> Short problem: Your task is to transcribe all of the records exactly and leave out the pictures.

> Material supplied:

-=-=-=-=-

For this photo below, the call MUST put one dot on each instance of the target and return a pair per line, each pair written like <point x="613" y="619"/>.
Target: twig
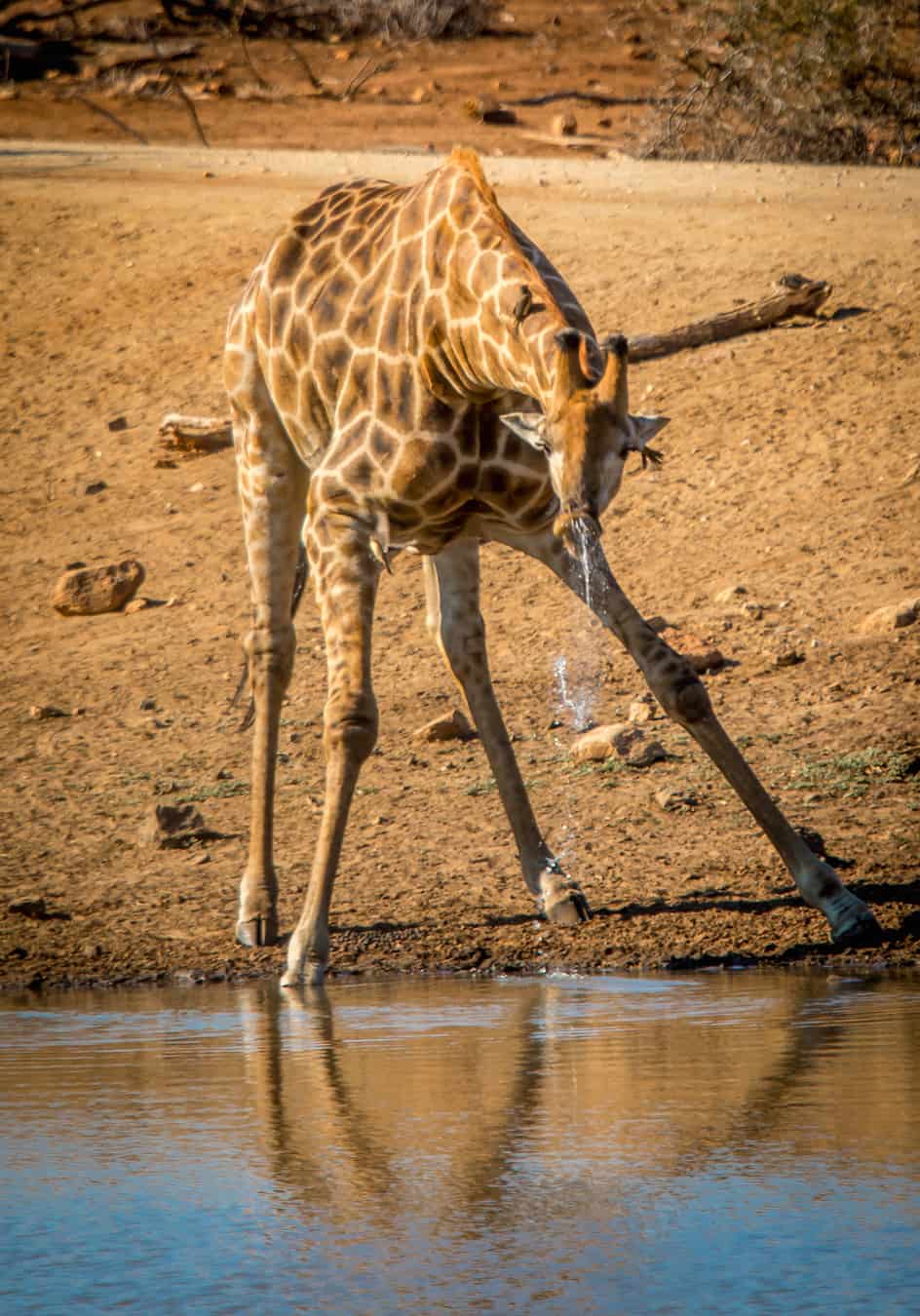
<point x="590" y="97"/>
<point x="361" y="78"/>
<point x="190" y="105"/>
<point x="247" y="56"/>
<point x="112" y="119"/>
<point x="314" y="81"/>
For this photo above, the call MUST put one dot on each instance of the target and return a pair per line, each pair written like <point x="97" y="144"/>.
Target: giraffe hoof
<point x="863" y="929"/>
<point x="569" y="910"/>
<point x="259" y="931"/>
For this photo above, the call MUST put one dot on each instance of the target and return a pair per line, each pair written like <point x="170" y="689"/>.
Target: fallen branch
<point x="794" y="296"/>
<point x="590" y="97"/>
<point x="112" y="119"/>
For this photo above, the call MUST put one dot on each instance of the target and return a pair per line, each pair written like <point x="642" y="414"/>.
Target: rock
<point x="894" y="616"/>
<point x="488" y="111"/>
<point x="732" y="594"/>
<point x="646" y="755"/>
<point x="93" y="590"/>
<point x="699" y="653"/>
<point x="563" y="124"/>
<point x="447" y="726"/>
<point x="170" y="827"/>
<point x="644" y="708"/>
<point x="601" y="743"/>
<point x="674" y="797"/>
<point x="29" y="907"/>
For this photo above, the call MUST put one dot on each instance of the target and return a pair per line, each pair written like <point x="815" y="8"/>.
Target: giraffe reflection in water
<point x="409" y="372"/>
<point x="431" y="1102"/>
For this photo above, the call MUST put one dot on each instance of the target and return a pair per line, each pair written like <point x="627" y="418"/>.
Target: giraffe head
<point x="586" y="431"/>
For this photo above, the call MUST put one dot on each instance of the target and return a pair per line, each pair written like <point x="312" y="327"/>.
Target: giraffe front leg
<point x="454" y="620"/>
<point x="684" y="699"/>
<point x="345" y="575"/>
<point x="273" y="489"/>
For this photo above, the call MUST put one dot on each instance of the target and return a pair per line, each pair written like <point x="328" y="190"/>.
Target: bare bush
<point x="821" y="81"/>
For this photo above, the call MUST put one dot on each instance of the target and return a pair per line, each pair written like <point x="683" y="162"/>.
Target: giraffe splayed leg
<point x="684" y="699"/>
<point x="273" y="489"/>
<point x="454" y="620"/>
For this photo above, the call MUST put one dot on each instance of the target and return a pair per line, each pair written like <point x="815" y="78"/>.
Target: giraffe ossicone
<point x="408" y="371"/>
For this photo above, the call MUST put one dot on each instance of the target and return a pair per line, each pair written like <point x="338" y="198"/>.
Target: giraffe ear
<point x="528" y="425"/>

-=-=-=-=-

> Response to this task:
For this photo below, the call MUST put one dot on each instance of the target and return a pair per line, each pair written like <point x="613" y="619"/>.
Target: twig
<point x="590" y="97"/>
<point x="361" y="78"/>
<point x="190" y="105"/>
<point x="247" y="56"/>
<point x="112" y="119"/>
<point x="314" y="81"/>
For this photo above, the call MUST put one dot on each instance of the target and return a pair per line, each pair written like <point x="97" y="144"/>.
Target: giraffe hoof
<point x="863" y="929"/>
<point x="569" y="910"/>
<point x="259" y="931"/>
For this photo above, the call MUST put one dot on each instance of the target and return a pair per line, each pair written like <point x="170" y="689"/>.
Target: fallen branch
<point x="794" y="296"/>
<point x="590" y="97"/>
<point x="112" y="119"/>
For this photo above, the call MUST put one dot on each instance of the target and return a pair per line, each pair written like <point x="642" y="414"/>.
Target: rock
<point x="894" y="616"/>
<point x="488" y="111"/>
<point x="732" y="594"/>
<point x="646" y="755"/>
<point x="93" y="590"/>
<point x="699" y="653"/>
<point x="563" y="124"/>
<point x="447" y="726"/>
<point x="170" y="827"/>
<point x="644" y="708"/>
<point x="601" y="743"/>
<point x="674" y="797"/>
<point x="29" y="907"/>
For this photo above, the call MUST put one dot on each instance of the target and return a pair per line, each pair written like <point x="815" y="8"/>.
Target: giraffe reflection in water
<point x="409" y="372"/>
<point x="431" y="1102"/>
For this photo above, the call MUST put one dot on each instance of the target and return a pair per line, each pair written like <point x="627" y="418"/>.
Target: giraffe head
<point x="586" y="431"/>
For this photo above, the call MUST put one dot on each instance of the target and return a pair per line, each pair written like <point x="312" y="327"/>.
Target: giraffe front leg
<point x="454" y="620"/>
<point x="684" y="699"/>
<point x="345" y="575"/>
<point x="273" y="489"/>
For this photo above, the call MUST put one dot on each instance of the target and return a pair per line, each pair written like <point x="328" y="190"/>.
Target: bare bush
<point x="821" y="81"/>
For this photo above, the call MUST put one dot on each instance of the target and return a pair per line, each pair written like <point x="683" y="162"/>.
Target: giraffe splayed leg
<point x="684" y="699"/>
<point x="273" y="489"/>
<point x="454" y="620"/>
For this photo above, the call MUST put one dot on each instance of the target and return a pair per line, each pair written like <point x="815" y="78"/>.
Target: giraffe ossicone
<point x="408" y="371"/>
For this photo above, the call MUST put one dot on each instance of the target and return a pair per line, each pair written like <point x="338" y="198"/>.
Target: giraffe ear
<point x="528" y="425"/>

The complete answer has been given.